A complete, word-for-word restatement of the entries is needed.

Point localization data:
►

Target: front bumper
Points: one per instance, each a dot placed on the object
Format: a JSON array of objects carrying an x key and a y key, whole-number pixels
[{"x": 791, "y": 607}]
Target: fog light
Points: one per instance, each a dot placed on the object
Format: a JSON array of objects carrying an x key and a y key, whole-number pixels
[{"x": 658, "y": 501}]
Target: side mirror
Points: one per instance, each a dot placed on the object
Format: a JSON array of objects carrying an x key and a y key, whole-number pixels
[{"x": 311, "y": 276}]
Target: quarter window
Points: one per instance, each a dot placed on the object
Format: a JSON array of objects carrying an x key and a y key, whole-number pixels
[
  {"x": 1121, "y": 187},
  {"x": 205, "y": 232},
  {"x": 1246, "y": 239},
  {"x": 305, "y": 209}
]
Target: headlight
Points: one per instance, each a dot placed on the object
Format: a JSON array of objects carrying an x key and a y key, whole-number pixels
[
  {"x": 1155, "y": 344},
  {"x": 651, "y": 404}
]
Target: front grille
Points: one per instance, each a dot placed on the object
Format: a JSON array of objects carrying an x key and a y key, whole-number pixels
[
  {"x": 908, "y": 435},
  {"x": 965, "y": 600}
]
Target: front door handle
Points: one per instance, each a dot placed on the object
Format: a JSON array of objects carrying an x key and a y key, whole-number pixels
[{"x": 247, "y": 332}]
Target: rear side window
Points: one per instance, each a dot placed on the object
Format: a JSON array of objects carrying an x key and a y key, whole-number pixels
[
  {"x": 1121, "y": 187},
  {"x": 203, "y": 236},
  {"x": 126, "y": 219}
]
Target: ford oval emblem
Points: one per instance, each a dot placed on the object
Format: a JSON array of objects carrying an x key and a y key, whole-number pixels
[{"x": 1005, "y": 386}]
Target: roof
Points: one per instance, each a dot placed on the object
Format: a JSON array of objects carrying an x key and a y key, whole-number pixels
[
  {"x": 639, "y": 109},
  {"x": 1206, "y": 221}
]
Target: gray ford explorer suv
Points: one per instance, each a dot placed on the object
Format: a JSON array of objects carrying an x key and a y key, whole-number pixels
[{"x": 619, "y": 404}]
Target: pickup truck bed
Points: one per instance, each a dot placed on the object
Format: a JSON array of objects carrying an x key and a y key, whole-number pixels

◄

TASK ANSWER ::
Target: front bumper
Points: one per instance, each a dot placed on the object
Format: a JSON array of objects carrying an x key and a y key, whole-number pixels
[{"x": 791, "y": 607}]
Target: fog light
Points: one per instance, each a dot placed on the object
Format: a JSON array of objects carrying an x key and a y key, whole-number pixels
[{"x": 658, "y": 501}]
Target: side mirror
Points: one per instance, each a dot placed on the object
Format: a JSON array of objects carrying an x key and a y key, whole-number pixels
[{"x": 311, "y": 276}]
Target: quarter window
Points: one per instance, each a dot placed on the object
Format: a JSON array of objects carrying an x key and a y key, whole-number pixels
[
  {"x": 1121, "y": 187},
  {"x": 205, "y": 232},
  {"x": 1246, "y": 239},
  {"x": 305, "y": 209}
]
Target: headlight
Points: one per instance, each a dot placed on the object
Format: a JSON array of objects carrying an x key and a y key, whole-number pixels
[
  {"x": 1155, "y": 344},
  {"x": 651, "y": 404}
]
Target: front grille
Points: one per instance, each a dot placed on the object
Format: a JSON array of objects carrying an x key and a y key, whole-number pixels
[
  {"x": 908, "y": 435},
  {"x": 965, "y": 600}
]
Target: front door handle
Points: one per instance, each a dot placed on the object
Format: a JSON array of objects carrying an x key and a y key, whole-number pixels
[{"x": 247, "y": 332}]
Target: rear side window
Points: one per instance, each a dot placed on the object
Format: a JSON array of objects carrying an x key and a y key, whole-number pixels
[
  {"x": 1121, "y": 187},
  {"x": 203, "y": 236},
  {"x": 126, "y": 219}
]
Target: ford oval emblem
Points: one per instance, each a dot placed on the object
Format: a JSON array of objects carrying an x key and a y key, whole-number pixels
[{"x": 1005, "y": 386}]
Target: roof
Points: one per instance, each a dot placed on the object
Format: a JSON array of objects carrying an x key and a y key, whole-number pixels
[
  {"x": 639, "y": 109},
  {"x": 1206, "y": 221}
]
Target: gray ford explorer suv
Points: one per instance, each a dot placed on the object
Format: a JSON array of objects carrying an x key and a y key, whole-number pixels
[{"x": 619, "y": 404}]
Target: pickup truck bed
Points: one per instance, each a dot placed on the object
Format: a JSON array of objects carrying an x key and a y key, whole-number pixels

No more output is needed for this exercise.